Stated problem 1 >>
According to the lawsuit announcement below, how many people reside in Texas state supported living centers?
Stated problem 2 >>
Condense the paragraph of the lawsuit announcement that begins "The lawsuit charges that" into one shorter sentence that keeps its main facts.
Stated problem 3 >>
Set down the stretch of the lawsuit announcement from "Beth Mitchell" through "living centers (SSLCs)." word for word.

Excerpt to read >>
Advocacy Inc. Files Class Action Lawsuit on Behalf of People with Disabilities Confined to State Supported Living Centers

Posted on

January 26, 2011

Beth Mitchell
Legal services manager

AUSTIN – A class action lawsuit was filed in state district court in Travis County today by three individuals with intellectual and developmental disabilities who have been involuntarily institutionalized for a combined 134 years without any periodic, impartial judicial review of whether they continue to meet the criteria for sustained confinement.

The case was brought through the plaintiffs’ next friend Geoffrey Courtney and as a class action on behalf of the more than 4,200 people residing in Texas state supported living centers (SSLCs).

The lawsuit charges that Gov. Rick Perry, the Texas Department of Aging and Disability Services, and other state officials have violated the plaintiffs’ right to liberty, one of the fundamental rights of a free people, by indefinitely institutionalizing people with no possibility for an independent judicial review to determine the necessity of their continued confinement.

 Plaintiff G.G.E., now 48 years old, was placed in a SSLC by his parents at the age of 9 and has continued to be confined there for the past 39 years.

Data entries >>

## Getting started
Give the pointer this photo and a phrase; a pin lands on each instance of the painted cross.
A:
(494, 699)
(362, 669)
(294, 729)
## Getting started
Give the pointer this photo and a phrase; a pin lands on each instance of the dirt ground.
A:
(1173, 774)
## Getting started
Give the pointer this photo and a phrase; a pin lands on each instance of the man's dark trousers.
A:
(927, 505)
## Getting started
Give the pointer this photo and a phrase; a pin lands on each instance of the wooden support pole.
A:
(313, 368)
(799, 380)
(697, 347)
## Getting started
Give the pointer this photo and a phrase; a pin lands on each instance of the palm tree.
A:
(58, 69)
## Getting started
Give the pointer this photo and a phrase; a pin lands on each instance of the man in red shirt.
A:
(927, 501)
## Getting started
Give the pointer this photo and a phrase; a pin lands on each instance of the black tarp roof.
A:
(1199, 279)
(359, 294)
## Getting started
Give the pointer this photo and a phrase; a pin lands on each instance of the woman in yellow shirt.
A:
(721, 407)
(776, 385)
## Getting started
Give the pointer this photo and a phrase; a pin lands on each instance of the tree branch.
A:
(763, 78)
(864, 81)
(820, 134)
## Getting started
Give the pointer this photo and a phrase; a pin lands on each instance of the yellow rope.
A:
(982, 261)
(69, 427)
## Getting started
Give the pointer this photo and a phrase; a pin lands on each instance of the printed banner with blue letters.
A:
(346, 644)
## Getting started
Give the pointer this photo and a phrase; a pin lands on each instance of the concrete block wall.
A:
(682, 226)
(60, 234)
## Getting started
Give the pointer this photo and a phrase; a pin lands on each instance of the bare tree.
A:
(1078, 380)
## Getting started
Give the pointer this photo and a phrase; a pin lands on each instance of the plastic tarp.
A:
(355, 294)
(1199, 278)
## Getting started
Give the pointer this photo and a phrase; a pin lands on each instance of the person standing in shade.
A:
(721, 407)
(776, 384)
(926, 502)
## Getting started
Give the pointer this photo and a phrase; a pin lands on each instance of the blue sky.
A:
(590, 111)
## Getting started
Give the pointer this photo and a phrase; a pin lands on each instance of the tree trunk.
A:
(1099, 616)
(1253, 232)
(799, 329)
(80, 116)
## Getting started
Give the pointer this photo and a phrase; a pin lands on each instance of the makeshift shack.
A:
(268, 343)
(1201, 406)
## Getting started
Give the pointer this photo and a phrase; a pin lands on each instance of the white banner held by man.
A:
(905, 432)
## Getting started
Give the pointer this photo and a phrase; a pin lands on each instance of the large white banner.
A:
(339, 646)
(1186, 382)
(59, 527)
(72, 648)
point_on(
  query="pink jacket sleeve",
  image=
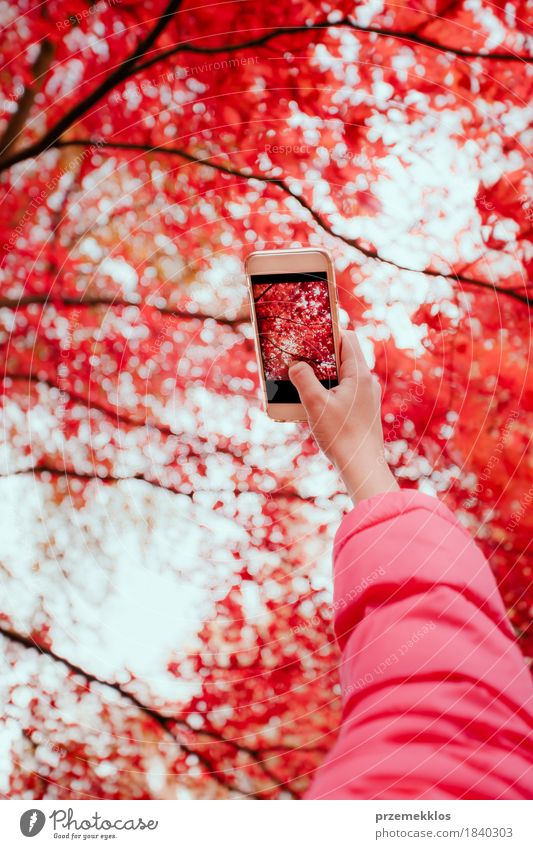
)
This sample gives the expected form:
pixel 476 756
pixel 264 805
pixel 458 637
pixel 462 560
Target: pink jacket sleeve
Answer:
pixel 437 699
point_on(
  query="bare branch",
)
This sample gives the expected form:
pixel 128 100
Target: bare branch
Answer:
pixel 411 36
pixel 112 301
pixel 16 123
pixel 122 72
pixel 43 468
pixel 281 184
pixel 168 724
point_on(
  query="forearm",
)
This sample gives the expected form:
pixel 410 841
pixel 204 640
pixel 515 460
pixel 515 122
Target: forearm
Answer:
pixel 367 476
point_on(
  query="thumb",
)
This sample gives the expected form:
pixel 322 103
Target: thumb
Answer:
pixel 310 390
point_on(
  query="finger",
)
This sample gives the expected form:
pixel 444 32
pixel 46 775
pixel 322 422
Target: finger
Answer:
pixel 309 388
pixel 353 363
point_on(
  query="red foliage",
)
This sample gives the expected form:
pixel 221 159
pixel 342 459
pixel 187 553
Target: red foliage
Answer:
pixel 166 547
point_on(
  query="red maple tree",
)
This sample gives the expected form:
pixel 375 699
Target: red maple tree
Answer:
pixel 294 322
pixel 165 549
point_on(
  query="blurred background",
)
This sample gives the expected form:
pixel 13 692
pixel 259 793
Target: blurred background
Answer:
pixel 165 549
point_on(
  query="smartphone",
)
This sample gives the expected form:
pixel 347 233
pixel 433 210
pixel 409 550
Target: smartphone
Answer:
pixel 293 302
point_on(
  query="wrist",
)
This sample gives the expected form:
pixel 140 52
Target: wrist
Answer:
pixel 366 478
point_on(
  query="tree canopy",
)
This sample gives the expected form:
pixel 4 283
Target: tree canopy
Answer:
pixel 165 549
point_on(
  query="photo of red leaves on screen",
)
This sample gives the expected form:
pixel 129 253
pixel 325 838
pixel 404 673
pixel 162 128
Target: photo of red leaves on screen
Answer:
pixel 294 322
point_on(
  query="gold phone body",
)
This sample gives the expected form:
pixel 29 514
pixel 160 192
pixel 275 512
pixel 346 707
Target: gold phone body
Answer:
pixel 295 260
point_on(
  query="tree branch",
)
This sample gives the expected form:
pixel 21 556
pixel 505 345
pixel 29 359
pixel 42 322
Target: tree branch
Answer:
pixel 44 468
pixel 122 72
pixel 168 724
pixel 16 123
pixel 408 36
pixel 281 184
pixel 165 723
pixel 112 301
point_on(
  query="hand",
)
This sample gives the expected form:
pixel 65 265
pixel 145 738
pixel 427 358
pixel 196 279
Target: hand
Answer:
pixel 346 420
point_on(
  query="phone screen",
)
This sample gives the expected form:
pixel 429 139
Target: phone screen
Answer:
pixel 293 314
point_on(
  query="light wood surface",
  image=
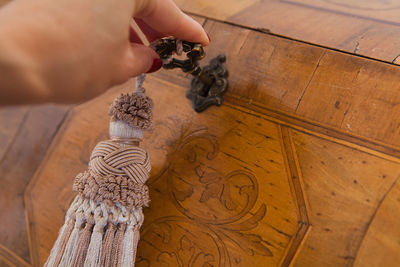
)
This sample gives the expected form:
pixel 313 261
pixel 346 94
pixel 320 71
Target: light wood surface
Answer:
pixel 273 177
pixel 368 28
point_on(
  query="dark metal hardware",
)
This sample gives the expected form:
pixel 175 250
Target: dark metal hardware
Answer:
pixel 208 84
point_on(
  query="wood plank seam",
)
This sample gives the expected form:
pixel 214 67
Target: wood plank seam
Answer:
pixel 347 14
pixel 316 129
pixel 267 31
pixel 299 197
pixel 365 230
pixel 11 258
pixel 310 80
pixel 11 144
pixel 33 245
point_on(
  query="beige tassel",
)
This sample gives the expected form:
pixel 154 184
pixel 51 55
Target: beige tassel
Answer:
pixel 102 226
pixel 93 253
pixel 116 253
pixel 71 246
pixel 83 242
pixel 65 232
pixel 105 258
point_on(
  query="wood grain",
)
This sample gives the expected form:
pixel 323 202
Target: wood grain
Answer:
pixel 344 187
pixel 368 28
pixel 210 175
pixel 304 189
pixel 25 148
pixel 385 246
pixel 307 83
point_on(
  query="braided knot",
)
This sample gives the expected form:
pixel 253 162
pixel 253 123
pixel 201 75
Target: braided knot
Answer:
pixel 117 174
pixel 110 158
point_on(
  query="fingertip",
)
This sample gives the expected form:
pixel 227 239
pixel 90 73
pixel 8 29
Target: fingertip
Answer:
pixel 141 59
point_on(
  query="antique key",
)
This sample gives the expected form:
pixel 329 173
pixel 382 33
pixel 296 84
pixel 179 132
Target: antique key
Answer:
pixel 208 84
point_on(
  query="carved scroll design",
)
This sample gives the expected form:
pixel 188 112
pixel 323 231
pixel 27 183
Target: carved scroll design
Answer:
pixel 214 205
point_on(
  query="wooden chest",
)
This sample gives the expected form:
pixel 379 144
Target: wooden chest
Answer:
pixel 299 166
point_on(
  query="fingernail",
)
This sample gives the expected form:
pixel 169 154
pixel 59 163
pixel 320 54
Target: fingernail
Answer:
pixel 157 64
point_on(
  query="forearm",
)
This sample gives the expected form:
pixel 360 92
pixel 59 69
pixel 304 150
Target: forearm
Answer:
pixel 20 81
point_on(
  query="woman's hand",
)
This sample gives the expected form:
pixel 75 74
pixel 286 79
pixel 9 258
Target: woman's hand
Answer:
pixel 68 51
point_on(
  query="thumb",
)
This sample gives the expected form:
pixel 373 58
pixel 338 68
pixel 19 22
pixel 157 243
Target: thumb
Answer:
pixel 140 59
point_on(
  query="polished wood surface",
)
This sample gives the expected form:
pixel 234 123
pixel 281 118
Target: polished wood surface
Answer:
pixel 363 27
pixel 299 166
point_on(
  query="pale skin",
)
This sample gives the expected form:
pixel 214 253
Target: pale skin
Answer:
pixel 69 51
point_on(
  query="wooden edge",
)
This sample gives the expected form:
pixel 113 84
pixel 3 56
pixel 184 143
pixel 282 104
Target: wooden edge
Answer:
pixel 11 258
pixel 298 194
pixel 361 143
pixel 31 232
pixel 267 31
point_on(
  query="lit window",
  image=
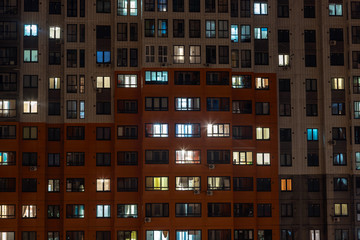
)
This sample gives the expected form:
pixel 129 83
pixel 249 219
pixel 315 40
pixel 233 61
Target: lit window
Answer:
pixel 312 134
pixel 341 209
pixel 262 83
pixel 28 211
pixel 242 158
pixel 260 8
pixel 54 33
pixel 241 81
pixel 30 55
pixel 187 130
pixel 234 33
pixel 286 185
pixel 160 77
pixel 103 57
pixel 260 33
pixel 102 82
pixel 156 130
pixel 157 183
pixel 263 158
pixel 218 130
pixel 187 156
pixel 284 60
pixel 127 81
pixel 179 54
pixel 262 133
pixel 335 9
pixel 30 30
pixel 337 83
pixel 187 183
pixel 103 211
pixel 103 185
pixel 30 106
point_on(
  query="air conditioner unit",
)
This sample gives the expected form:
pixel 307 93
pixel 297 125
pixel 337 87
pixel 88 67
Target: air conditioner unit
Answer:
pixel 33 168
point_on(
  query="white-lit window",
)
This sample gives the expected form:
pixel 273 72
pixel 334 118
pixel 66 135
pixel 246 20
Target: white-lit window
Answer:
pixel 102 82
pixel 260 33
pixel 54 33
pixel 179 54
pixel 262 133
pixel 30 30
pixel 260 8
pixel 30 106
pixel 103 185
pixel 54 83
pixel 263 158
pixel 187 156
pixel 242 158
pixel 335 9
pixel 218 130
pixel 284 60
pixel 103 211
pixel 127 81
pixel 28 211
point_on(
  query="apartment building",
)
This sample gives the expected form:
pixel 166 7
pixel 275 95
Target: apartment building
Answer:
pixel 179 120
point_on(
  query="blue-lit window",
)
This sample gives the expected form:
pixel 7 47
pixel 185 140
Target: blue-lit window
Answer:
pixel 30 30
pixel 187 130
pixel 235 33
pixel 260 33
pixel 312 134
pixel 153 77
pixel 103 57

==

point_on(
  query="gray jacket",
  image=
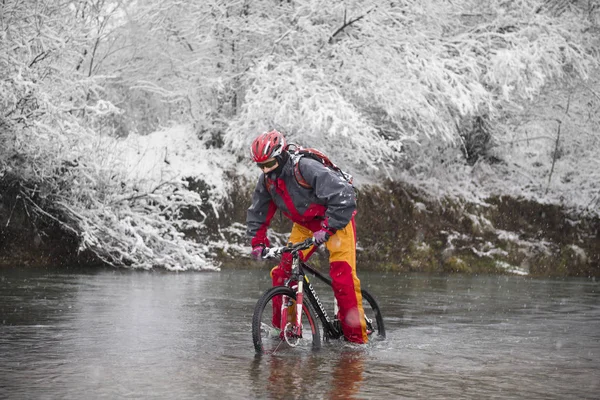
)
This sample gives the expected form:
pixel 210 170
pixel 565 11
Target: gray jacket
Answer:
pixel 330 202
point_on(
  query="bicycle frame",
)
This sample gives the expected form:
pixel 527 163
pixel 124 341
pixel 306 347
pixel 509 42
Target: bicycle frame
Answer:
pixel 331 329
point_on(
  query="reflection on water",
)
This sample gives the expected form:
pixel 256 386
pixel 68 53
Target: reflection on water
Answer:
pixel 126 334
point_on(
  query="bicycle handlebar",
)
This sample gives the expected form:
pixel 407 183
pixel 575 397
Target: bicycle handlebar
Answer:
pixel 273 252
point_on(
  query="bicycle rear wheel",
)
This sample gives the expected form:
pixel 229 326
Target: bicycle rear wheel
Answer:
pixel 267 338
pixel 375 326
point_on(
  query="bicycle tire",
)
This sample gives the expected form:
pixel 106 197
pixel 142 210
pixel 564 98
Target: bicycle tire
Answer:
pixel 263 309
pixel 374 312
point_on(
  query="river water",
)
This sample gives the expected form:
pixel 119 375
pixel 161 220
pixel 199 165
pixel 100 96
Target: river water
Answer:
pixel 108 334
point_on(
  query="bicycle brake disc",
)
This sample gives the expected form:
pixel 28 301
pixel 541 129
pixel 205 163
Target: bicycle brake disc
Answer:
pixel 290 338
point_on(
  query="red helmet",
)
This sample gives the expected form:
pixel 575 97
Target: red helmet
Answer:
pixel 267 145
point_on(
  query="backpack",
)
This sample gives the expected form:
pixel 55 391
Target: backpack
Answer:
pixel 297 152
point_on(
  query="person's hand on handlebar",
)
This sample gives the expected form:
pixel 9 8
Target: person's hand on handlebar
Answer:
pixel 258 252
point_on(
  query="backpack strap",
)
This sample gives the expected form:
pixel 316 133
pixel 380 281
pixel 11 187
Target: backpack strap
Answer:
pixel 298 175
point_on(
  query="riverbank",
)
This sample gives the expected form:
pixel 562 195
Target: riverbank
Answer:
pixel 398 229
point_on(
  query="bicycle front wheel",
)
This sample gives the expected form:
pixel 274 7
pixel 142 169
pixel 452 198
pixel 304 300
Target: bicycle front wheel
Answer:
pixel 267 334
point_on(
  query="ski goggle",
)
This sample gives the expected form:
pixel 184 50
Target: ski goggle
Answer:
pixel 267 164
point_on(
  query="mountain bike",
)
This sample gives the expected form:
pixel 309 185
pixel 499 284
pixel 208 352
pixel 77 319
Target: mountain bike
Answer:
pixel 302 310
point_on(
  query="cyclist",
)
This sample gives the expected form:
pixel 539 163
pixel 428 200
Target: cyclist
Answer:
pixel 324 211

Complete answer 1 >>
More than 4,200 people.

Complete answer 2 >>
The suit says Gov. Rick Perry, the Texas Department of Aging and Disability Services, and other state officials violated the plaintiffs' right to liberty by confining people indefinitely with no chance of independent judicial review of whether continued confinement is needed.

Complete answer 3 >>
Beth Mitchell
Legal services manager

AUSTIN – A class action lawsuit was filed in state district court in Travis County today by three individuals with intellectual and developmental disabilities who have been involuntarily institutionalized for a combined 134 years without any periodic, impartial judicial review of whether they continue to meet the criteria for sustained confinement.

The case was brought through the plaintiffs’ next friend Geoffrey Courtney and as a class action on behalf of the more than 4,200 people residing in Texas state supported living centers (SSLCs).